# Document text:

Hi,
so I tried to setup multiple Kibana instances in our self-managed environment hoping it will improve alerting and detections performance. Together there are 4 Kibana instances, 2 were setup before (as a service with Debian package) on separate nodes and I added another 2 instances on each of the nodes (by installing from zip and creating separate service), so currently it's 2 virtual machines and both have 2 kibana services running. Each service starts fine, 2 instances on the same host run on another ports, have different UUID and server.name. There is also xpack setup with the same configuration on every instance:
elasticsearch.username: "xxx"
elasticsearch.password: "xxxxx"
elasticsearch.ssl.verificationMode: certificate
elasticsearch.ssl.certificateAuthorities: [ "/etc/kibana/certs/ca.crt" ]
xpack.security.enabled: true
xpack.spaces.enabled: true
xpack.security.encryptionKey: xxx
xpack.reporting.encryptionKey: xxx
xpack.encryptedSavedObjects.encryptionKey: xxx
xpack.task_manager.max_workers: 100
All of the instances connect to the designated controller node, which should (I think) load balance the tasks for alerting and security? From time time to time I can see in the logs from every instance, that they index some new signals, so the problem is probably only with alerts and monitoring. And the log that bothers me is this one (I can find it randomly on any of the instances):
{"type":"log","@timestamp":"2021-03-20T16:32:53+01:00","tags":["error","plugins","alerts","plugins","alerting"],"pid":55264,"message":"Executing Alert \"7458fa4b-0d4c-4e6b-a41d-4f534336a83c\" has resulted in Error: Unauthorized to get a \"monitoring_alert_missing_monitoring_data\" alert for \"monitoring\""}
If it understand it correctly, as for default the instances use index .kibana-xx for scheduling tasks, alerts and so, and it seems to me like they are fighting over the tasks? Or what could be the issue here? Because sometimes I also get this log, from the instances that produced previous log:
{"type":"log","@timestamp":"2021-03-20T16:57:43+01:00","tags":["info","plugins","actions","actions"],"pid":75390,"message":"Server log: Disk usage alert is firing for 3 node(s) in cluster: XXX. Verify disk usage levels across affected nodes."}
What else can I provide to troubleshoot this issue?

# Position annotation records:
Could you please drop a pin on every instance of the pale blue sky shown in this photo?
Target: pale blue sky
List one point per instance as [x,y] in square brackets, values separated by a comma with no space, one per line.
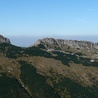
[48,18]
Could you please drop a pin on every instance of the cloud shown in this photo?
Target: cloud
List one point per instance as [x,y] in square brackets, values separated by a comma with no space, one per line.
[90,10]
[80,19]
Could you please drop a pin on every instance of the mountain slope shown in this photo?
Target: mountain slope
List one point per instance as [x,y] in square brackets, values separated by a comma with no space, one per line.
[49,69]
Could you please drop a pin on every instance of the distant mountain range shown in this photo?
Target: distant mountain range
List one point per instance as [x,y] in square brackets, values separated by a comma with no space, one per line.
[50,68]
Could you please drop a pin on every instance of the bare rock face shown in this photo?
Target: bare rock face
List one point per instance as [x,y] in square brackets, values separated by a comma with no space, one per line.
[4,40]
[49,42]
[86,47]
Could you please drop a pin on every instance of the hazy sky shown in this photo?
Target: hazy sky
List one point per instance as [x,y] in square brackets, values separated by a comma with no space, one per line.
[49,18]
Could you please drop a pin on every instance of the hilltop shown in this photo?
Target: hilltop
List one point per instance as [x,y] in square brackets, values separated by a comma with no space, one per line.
[51,68]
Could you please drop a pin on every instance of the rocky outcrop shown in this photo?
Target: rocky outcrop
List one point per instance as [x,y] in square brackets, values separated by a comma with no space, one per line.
[61,44]
[4,40]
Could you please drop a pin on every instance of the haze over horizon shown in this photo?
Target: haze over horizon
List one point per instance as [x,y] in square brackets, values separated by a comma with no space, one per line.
[25,21]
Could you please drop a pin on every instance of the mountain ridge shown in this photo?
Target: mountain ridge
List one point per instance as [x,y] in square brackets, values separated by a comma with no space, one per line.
[47,70]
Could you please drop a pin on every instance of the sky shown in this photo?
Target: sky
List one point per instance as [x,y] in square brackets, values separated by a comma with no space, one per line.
[28,20]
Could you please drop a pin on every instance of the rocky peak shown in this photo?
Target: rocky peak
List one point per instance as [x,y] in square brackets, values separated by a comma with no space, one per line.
[51,43]
[4,40]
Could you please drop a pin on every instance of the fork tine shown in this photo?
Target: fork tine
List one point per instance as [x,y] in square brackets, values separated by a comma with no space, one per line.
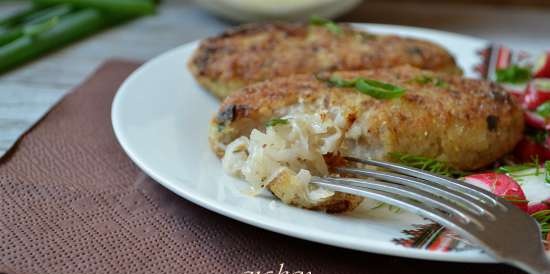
[411,193]
[435,178]
[467,230]
[470,203]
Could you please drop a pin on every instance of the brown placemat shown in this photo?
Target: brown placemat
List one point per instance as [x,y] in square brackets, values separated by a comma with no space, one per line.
[72,202]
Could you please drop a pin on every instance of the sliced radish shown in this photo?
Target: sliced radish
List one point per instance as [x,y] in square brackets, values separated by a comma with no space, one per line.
[537,190]
[542,66]
[527,150]
[538,206]
[501,185]
[536,93]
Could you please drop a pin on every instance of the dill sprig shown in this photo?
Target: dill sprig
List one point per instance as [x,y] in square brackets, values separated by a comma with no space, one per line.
[428,164]
[276,121]
[543,218]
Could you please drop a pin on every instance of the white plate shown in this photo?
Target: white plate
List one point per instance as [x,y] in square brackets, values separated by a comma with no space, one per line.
[160,117]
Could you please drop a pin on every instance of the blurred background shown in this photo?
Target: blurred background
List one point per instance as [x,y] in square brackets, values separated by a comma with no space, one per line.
[67,51]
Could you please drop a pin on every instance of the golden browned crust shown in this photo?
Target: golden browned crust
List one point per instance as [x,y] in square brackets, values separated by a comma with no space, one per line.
[465,122]
[257,52]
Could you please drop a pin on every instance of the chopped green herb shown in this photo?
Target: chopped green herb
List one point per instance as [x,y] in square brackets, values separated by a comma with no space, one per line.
[539,136]
[328,24]
[513,74]
[517,171]
[428,164]
[376,89]
[38,28]
[543,218]
[425,79]
[276,121]
[544,110]
[516,168]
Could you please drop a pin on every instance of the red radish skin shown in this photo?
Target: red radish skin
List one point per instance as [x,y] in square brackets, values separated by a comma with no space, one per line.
[501,185]
[534,120]
[527,150]
[536,93]
[542,67]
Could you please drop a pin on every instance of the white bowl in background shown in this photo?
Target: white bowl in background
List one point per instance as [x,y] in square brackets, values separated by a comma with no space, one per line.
[266,10]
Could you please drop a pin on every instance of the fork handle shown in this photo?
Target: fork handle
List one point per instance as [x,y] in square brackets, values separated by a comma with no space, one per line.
[538,264]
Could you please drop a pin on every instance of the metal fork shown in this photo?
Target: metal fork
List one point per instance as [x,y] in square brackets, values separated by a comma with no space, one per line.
[503,230]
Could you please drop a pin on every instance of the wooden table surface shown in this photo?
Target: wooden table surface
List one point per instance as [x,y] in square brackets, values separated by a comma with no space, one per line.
[28,92]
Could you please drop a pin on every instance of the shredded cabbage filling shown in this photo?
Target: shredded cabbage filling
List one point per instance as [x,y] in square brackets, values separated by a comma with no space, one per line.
[297,146]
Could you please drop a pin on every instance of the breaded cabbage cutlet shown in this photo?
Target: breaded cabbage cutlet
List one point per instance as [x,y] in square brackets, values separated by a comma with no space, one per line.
[277,132]
[257,52]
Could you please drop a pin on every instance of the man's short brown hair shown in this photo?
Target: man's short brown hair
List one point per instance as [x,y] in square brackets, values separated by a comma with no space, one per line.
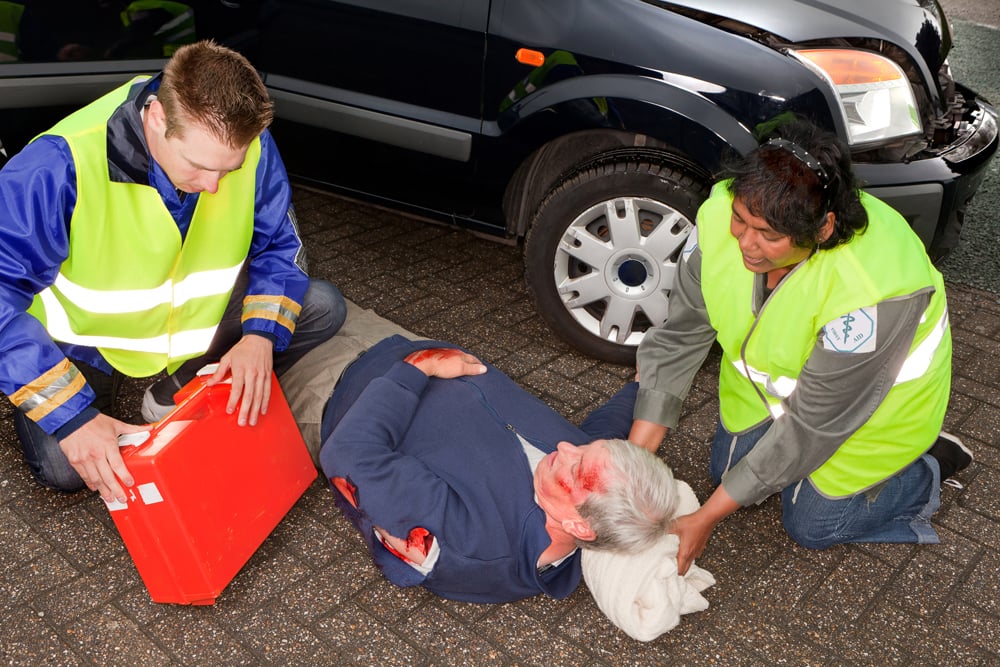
[219,90]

# Written problem:
Carry on the forum post about running multiple Kibana instances, starting right after its final sentence.

# Answer:
I also get this log when starting the instances (but not everytime), don't know if it means something I should worry about:
{"type":"log","@timestamp":"2021-03-19T17:28:57+01:00","tags":["warning","plugins","securitySolution"],"pid":12552,"message":"Unable to verify endpoint policies in line with license change: failed to fetch package policies: missing authentication credentials for REST request [/.kibana/_search?size=100&from=0&rest_total_hits_as_int=true]: security_exception"}
Another problem that bothers me (don't know if it's not connected to the previous issue) is when some of the elastic nodes leaves the cluster (restart or upgrade or anything), I get spammed by this log and can't see the instances in Stack Monitoring until I restart the kibana services (NOTE: we still use legacy monitoring).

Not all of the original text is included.